__Aim of the exercise__.
Take each line of the entries below that contains "sample" and copy it.

__Supplied data__.
▬▬▬▬▬▬

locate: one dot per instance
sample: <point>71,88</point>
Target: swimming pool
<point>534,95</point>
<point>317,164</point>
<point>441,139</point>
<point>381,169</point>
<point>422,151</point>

▬▬▬▬▬▬

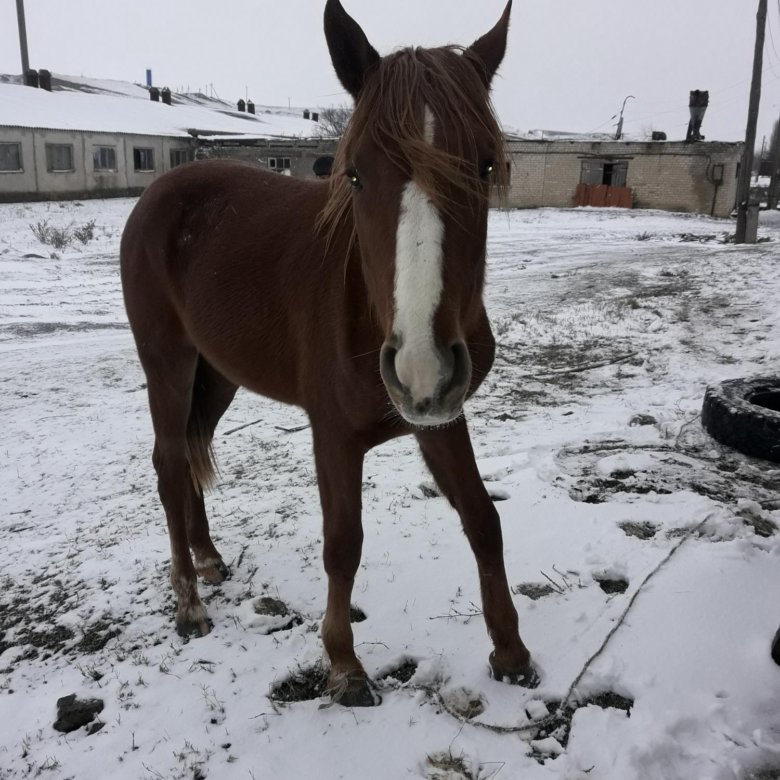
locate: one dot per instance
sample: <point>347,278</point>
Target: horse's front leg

▬▬▬▬▬▬

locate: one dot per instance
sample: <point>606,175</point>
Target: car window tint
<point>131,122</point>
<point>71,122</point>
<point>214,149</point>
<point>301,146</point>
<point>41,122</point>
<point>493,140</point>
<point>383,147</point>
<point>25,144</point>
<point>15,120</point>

▬▬▬▬▬▬

__Answer area__.
sample: <point>71,88</point>
sample: <point>347,278</point>
sample: <point>606,175</point>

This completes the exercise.